Continue the dissenting opinion on Richard Hill's drunk-driving conviction, picking up after its last sentence.

Source extract:
-------------------------

(Temporarily Assigned, dissenting).
Early one morning Richard Hill drove his motorcycle into his garage. As he was leaving his garage a police officer drove onto Mr. Hill’s property, arrested him and charged him with driving his motorcycle while drunk.
Mr. Hill’s subsequent DWI conviction was based almost solely on (1) the testimony of the arresting Police Officer Robert Kane; and (2) a breathalyzer test reading of .14 per cent. Officer Kane administered the breathalyzer test. He did not give Mr. Hill any other sobriety tests.
Officer Kane testified at the trial that Mr. Hill exhibited a strong odor of alcohol and that his speech was “superbly” slurred. Officer Kane testified that Mr. Hill while in the police garage had to hold onto the wall for support and swayed constantly.
Officer Kane’s testimony was shot through with inconsistencies. His testimony was contradicted in a number of important respects by the defendant, his mother and a neighbor.
Police Officer, Anthony Horneff, was on the scene the night of Mr. Hill’s arrest and drove Mr. Hill to Police Headquarters. The Prosecutor called Officer Horneff as a witness at the trial, but did *233not ask him a single question about Mr. Hill’s allegedly drunken condition.
In my judgment, this was a very close case. However, the breathalyzer reading and Officer Kane’s testimony carried the day, and Richard Hill was convicted of drunken driving.
The Municipal Court Judge after reviewing Mr. Hill’s driving record imposed the minimum sentence.
About a year later Officer Kane plead guilty to a multiple count criminal accusation charging him with arresting motorists, falsely charging them with drunken driving, and other offenses, falsifying breathalyzer test results, and then stealing their money.
The Assistant Prosecutor described Officer Kane’s crimes as follows.
These are all basically car stops, some for drunk driving, others for motor vehicle violations, expired tags, that sort of a thing, but they are all ear stops. They’re all situations where the driver would be removed from the car. He would be searched, his wallet would be taken. His or her wallet taken and then they would be taken to the station and when the wallets would be returned, certain monies would be missing. So the scenario is almost identical in each case to the one that the Prosecutor’s Office orchestrated.” (The orchestration refers to an undercover operation which resulted in Officer Kane’s arrest.)
In a scholarly opinion, the majority concludes that Richard Hill is entitled to a new trial only if he has established by clear, convincing and satisfactory evidence that Officer Kane committed perjury.

-------------------------

Data records:
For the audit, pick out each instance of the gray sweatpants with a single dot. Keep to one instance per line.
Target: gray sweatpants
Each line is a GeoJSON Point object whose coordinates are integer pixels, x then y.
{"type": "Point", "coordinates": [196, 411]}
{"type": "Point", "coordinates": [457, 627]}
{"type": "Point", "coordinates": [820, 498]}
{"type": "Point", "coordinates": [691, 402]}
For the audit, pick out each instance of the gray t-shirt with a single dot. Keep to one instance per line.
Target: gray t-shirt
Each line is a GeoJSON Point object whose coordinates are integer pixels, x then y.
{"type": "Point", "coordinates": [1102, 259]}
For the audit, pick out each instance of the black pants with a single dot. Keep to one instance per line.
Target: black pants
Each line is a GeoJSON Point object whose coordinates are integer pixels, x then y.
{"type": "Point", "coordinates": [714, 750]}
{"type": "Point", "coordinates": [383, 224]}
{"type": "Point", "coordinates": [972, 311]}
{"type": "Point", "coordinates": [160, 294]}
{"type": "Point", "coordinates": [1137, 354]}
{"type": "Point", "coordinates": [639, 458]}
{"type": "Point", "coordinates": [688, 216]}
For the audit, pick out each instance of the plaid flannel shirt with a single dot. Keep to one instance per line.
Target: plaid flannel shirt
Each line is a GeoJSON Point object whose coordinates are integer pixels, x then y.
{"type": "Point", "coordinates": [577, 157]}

-------------------------

Result of this exercise:
In State v. Gookins, 263 N.J.Super. 58, 621 A.2d 968 (App.Div.1993), another panel dealt with four separate convictions arising from Officer Kane’s crimes. The majority of the court in Gookins in an equally scholarly opinion by Judge Bilder, concluded that the critical aspect is whether Officer Kane’s crimes “represent material evidence casting doubt on the justice of defendants’ DWI convictions — on the reliability of the breathalyzer test results recorded by Kane.” Id. at 62, 621 A.2d 968. The issue, the majority said, is “whether Kane’s convictions and the facts upon which they were based constituted evidence that similar misconduct occurred with respect to these DWI defendants.” Ibid.
*234The majority in Gookins concluded that there were insufficient similarities between the other false arrests and the arrests of the four DWI defendants, to permit an inference that the same misconduct was involved. The majority in Gookins emphasized the importance of relevancy as follows:
Relevancy — a sufficient identity of features to evidence similar misconduct — must be the hallmark of admissibility. Were it otherwise, the misconduct of a police officer would require the reopening of limitless eases with which he was involved. The assumption that misconduct in one situation or one setting implies misconduct in all situations and settings is untenable. Relevance is the screen which permits the admission of evidence of similar identifiably associated conduct while screening out evidence of misconduct which has no relationship with the conduct on trial. See Evid.R. 1(2).
Judge Wallace, dissenting in Gookins, differs with the majorities’ analysis of the facts. He concludes that Officer Kane’s “conduct in falsifying prior breathalyzer test results-in other cases as part of a scheme to take money from the victims is similar enough to the conduct here to be relevant and admissible____” (1978)).
With all respect to my colleagues, I believe the following is the proper standard. When strong and compelling evidence leads to the conclusion that an innocent person was convicted of a serious offense by reason of police misconduct, then that conviction must be set aside.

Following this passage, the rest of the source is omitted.